RECORDS FOR THE EXERCISE:
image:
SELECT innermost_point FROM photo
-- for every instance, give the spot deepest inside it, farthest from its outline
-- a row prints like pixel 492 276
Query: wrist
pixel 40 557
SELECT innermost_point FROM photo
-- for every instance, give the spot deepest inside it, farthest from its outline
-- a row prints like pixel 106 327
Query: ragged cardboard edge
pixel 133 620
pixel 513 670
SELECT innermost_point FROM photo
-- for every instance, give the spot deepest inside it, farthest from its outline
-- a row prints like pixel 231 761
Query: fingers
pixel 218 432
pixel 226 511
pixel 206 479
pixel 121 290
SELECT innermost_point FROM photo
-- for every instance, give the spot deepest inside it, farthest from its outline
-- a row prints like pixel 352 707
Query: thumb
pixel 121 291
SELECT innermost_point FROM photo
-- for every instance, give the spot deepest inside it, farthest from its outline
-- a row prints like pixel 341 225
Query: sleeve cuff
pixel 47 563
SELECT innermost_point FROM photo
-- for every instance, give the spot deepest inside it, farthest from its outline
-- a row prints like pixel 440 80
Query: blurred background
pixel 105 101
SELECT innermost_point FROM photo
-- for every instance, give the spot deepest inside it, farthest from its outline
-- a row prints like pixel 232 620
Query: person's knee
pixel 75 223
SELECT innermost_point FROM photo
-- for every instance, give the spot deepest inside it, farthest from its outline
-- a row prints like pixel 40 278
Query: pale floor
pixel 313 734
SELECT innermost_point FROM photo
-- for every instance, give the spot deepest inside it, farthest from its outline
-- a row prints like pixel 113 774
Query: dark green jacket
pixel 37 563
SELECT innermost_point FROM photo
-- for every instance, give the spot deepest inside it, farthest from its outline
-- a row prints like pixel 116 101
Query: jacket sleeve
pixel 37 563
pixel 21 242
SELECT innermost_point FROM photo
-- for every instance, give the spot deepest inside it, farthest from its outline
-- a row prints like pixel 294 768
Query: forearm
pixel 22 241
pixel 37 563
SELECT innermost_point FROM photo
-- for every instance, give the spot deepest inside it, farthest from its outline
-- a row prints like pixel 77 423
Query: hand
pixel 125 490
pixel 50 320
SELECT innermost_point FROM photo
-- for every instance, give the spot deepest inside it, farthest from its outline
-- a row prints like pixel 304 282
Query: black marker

WHAT TO WORK ON: The response should be the lines from the one containing "Query: sleeve cuff" through the last line of the data, set down exactly and with no other line.

YOUR SOLUTION:
Query: sleeve cuff
pixel 47 563
SELECT innermost_point FROM photo
-- for every instance, give the spot deepest inside it, farthest from its outline
-- a row prints like pixel 440 80
Query: blurred background
pixel 105 101
SELECT innermost_point FROM photo
-- for every instance, give the spot deepest inside it, farthest from its outline
-- a row prints like pixel 232 620
Query: person's knee
pixel 75 223
SELECT innermost_point FROM photo
-- for every instance, give the spot deepest inside it, farthest from its outline
-- a row prints like pixel 40 278
Query: pale floor
pixel 313 734
SELECT innermost_point FROM photo
-- for every instance, give the spot deepest inside it, farthest from its outline
-- a row prints like pixel 113 774
Query: dark green jacket
pixel 37 563
SELECT innermost_point FROM photo
-- for every instance, give the spot deepest inside it, farthest from its outline
-- a row prints like pixel 116 101
Query: jacket sleeve
pixel 37 563
pixel 21 242
SELECT innermost_point FROM photo
-- for every instance, give the spot deepest inside it, farthest from its outline
-- a row prints like pixel 294 768
Query: forearm
pixel 22 241
pixel 37 563
SELECT innermost_point FROM photo
-- for every instance, give the spot deepest inside it, farthest from its outline
-- a row prints like pixel 77 423
Query: hand
pixel 125 490
pixel 50 320
SELECT innermost_point FROM photo
-- for every instance, give the spot deepest inside it, farthest from its outline
-- a row prints like pixel 304 282
Query: black marker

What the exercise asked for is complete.